● **DATA EXCERPTS**
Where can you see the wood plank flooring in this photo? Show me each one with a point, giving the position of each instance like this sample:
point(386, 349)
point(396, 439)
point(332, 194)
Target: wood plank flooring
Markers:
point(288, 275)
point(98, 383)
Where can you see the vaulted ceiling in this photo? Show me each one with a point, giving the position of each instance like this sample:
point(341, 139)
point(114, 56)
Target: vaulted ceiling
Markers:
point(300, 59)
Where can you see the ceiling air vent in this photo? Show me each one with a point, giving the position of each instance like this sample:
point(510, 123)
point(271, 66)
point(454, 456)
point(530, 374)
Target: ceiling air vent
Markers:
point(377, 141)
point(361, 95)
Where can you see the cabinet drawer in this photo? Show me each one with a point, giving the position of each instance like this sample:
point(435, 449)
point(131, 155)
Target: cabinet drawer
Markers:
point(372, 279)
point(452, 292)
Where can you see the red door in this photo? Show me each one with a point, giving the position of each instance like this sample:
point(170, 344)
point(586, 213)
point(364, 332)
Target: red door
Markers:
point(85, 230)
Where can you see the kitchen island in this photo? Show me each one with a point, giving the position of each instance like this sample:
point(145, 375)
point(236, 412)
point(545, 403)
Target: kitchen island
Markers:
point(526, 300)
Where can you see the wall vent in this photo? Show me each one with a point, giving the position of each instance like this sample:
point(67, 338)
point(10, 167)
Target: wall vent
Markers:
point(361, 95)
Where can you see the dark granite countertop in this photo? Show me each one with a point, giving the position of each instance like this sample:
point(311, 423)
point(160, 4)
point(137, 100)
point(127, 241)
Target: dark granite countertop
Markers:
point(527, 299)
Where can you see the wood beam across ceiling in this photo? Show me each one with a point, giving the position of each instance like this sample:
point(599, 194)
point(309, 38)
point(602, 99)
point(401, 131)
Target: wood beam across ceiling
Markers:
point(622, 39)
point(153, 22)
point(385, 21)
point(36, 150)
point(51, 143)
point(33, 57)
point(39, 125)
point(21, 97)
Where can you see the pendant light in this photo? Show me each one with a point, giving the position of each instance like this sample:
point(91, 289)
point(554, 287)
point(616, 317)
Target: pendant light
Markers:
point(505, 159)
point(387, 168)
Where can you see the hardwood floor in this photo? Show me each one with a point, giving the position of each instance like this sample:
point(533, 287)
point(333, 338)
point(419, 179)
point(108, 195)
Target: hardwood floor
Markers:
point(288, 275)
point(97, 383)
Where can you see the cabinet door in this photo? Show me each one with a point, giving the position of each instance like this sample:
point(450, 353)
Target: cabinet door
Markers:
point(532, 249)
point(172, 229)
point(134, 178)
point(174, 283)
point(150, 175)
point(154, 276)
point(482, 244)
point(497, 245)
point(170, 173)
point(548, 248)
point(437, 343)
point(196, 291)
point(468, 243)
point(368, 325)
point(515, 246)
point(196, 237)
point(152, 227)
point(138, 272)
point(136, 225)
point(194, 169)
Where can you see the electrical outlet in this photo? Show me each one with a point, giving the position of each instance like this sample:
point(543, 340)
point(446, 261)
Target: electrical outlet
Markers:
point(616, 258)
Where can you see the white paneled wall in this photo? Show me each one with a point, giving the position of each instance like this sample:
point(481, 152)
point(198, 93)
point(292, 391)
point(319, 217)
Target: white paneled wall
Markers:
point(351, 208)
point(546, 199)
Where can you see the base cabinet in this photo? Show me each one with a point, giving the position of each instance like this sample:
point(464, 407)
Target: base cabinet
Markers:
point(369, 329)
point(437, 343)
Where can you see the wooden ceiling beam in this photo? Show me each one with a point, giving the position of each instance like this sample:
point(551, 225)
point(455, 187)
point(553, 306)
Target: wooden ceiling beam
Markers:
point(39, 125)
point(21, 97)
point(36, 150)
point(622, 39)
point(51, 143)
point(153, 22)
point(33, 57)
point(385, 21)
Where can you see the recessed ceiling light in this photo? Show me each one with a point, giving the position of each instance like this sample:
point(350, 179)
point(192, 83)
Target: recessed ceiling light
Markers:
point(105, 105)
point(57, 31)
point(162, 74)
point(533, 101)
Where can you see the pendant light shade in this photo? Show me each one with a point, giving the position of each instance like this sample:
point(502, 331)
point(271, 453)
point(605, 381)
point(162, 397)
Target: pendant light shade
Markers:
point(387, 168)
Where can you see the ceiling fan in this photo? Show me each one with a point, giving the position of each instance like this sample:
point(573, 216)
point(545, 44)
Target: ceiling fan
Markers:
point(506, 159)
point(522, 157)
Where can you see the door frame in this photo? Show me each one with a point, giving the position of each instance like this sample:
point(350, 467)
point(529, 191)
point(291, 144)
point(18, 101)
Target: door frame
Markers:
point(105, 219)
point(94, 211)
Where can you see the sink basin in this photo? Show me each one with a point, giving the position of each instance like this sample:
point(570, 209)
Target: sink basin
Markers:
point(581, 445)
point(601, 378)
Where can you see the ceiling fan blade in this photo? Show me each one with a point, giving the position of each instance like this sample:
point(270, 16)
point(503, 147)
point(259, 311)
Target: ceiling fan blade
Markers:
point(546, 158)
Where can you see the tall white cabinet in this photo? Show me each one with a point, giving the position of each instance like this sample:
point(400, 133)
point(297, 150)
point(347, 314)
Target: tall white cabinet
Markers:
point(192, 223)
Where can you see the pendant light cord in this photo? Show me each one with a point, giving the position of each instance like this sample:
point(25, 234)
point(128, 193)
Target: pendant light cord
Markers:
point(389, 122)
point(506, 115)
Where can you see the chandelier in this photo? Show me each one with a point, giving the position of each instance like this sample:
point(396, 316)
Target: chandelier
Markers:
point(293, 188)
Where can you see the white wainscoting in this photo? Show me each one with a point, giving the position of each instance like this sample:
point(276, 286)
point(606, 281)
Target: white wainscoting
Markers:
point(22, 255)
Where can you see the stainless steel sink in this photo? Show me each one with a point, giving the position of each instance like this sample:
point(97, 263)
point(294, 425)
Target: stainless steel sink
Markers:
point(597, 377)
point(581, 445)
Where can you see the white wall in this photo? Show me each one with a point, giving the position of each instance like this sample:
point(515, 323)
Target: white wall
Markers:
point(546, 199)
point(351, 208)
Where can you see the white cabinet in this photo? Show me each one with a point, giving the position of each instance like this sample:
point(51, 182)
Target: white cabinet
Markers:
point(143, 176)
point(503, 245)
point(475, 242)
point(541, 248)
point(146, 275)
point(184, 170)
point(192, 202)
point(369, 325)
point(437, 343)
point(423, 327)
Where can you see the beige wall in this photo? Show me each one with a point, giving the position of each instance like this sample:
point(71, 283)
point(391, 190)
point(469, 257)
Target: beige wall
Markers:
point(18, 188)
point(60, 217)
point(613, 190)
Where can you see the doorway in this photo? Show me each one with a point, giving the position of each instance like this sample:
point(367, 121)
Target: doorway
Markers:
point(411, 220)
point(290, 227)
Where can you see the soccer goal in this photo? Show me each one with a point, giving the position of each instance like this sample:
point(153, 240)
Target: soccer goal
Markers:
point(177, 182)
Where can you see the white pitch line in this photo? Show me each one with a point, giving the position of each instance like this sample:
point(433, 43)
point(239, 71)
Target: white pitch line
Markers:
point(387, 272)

● **WORK TO COMPLETE**
Tally the lines of the material above that contain the word "chandelier" and report the total alone.

● **YOUR RESPONSE**
2